Fort Collins mosquitos test positive for West Nile virus

Ravyn Cullor

Mosquitos caught in Fort Collins, Weld County and Berthoud have tested positive for the West Nile virus (WNV), according to a news release from the City of Fort Collins.

According to the release, a variety of mosquito called Culex mosquitos tested positive with a vector index of 0.004. The vector index is the approximate proportion of mosquitoes trapped per night which are infected with WNV, according to the Center for Disease Control.


The vector index has to be 0.75 in all four trapping zones for the City to deploy adulticide, a pesticide which specifically targets the adult of the species, according to the City’s release. However, Larimer County has a lower threshold for adulticide of 0.5 and the Director of the Health and Environment Department may recommend earlier action.

According to Larimer County, investigations into West Nile outbreaks have shown that once a vector index is over .5, the risk of humans getting infected with West Nile virus increases. If Larimer County decides to spray adulticide, it does so to target areas at the highest risk of West Nile infection.

While the risk of getting WNV is still low, the City recommends draining standing water near homes, wearing long-sleeved shirts and full-length pants outside, using insect repellent and limiting time outdoors between dusk and dawn to avoid contact with infected mosquitos.

The Four D’s of West Nile virus prevention, according to the City:

  • Drain: Since mosquitoes breed in water, you should drain any standing water in your yard each week. Bird baths, clogged gutters and kiddie pools are common breeding sites.
  • Dress: Wear lightweight, long-sleeved shirts and long pants while outdoors. Spray clothing with insect repellent since mosquitoes may bite through clothing. 
  • Defend: Apply insect repellent sparingly to exposed skin. Use an approved repellent according to its label.  You can visit the Environmental Protection Agency’s website to find the repellent that fits your protection needs.

[EXTRACTED DATA]
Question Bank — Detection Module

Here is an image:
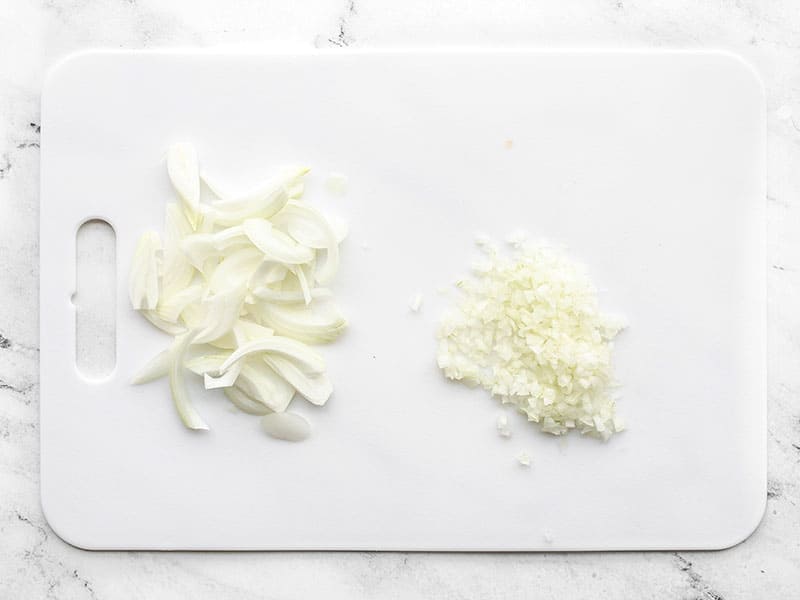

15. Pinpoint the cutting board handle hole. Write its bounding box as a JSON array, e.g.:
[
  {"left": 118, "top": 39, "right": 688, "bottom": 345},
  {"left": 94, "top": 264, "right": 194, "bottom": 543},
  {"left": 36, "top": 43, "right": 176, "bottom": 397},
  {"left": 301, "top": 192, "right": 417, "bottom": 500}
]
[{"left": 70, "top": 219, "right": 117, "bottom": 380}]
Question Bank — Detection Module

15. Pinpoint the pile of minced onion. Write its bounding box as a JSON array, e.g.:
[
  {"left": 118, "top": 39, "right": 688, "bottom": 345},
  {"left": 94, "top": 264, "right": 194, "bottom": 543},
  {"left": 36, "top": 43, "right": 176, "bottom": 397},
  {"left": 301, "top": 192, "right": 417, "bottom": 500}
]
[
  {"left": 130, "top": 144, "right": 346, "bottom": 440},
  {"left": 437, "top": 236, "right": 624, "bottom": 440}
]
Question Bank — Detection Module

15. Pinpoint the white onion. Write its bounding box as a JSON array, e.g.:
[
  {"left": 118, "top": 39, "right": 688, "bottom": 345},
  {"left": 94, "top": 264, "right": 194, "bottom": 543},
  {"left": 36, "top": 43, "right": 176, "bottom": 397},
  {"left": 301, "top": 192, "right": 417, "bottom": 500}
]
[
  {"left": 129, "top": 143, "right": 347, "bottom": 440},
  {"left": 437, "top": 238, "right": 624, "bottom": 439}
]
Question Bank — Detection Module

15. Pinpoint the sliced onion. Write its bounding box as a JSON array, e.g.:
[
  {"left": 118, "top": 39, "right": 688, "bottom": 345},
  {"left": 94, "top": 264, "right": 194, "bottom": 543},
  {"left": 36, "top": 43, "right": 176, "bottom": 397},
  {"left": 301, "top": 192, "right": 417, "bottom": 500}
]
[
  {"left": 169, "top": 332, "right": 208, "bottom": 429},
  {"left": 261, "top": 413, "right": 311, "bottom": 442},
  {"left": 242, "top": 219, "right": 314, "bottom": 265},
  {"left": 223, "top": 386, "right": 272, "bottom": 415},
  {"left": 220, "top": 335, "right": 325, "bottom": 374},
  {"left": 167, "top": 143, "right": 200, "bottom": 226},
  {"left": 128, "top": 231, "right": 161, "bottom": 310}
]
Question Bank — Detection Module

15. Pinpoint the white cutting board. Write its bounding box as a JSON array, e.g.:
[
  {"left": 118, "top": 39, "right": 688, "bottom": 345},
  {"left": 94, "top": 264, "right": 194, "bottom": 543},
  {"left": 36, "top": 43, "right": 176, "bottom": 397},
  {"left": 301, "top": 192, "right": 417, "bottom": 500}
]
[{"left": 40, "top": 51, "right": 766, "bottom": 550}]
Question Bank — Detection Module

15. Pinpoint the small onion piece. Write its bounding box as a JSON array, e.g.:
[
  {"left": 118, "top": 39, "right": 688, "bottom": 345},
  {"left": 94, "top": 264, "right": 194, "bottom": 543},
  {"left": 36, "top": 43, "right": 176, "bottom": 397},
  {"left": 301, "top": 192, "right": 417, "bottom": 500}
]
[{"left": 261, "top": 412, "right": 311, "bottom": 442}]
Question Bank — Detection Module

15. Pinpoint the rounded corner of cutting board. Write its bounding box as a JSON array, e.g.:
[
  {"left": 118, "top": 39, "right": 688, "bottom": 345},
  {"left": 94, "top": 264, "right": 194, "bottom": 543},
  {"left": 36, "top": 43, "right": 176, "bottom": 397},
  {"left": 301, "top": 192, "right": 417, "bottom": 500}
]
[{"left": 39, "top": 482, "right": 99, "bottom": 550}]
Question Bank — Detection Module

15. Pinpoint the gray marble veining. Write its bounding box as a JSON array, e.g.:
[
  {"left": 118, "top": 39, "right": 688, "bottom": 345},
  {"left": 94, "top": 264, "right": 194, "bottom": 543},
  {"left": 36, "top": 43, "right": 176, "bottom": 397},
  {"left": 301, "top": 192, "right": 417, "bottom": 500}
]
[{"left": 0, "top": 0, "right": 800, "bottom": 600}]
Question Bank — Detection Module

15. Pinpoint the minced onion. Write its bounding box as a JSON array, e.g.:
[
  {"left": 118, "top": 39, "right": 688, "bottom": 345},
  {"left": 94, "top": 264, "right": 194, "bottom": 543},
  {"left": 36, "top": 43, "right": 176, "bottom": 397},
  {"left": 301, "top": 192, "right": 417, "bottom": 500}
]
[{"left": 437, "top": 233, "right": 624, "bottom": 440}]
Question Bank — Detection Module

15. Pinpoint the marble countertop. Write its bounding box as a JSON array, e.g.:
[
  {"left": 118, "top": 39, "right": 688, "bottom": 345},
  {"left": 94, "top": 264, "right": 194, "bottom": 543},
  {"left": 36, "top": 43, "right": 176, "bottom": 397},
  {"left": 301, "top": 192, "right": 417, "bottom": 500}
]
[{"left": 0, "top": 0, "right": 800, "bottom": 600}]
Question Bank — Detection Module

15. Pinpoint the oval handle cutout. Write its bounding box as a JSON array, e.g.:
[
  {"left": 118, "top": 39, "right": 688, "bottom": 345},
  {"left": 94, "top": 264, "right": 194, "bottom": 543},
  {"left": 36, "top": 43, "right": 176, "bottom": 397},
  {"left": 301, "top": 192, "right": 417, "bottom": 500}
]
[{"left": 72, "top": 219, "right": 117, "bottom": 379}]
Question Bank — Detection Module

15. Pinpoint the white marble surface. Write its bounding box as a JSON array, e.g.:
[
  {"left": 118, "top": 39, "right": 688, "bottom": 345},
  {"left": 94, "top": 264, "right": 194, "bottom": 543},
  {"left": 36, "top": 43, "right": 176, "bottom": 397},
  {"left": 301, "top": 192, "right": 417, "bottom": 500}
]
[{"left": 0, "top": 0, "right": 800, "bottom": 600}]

[WHAT IS REQUIRED]
Reproduce the mosquito article from "Ravyn Cullor" up to and including "of Fort Collins.", changing "Berthoud" to "Loveland".

[YOUR RESPONSE]
Ravyn Cullor

Mosquitos caught in Fort Collins, Weld County and Loveland have tested positive for the West Nile virus (WNV), according to a news release from the City of Fort Collins.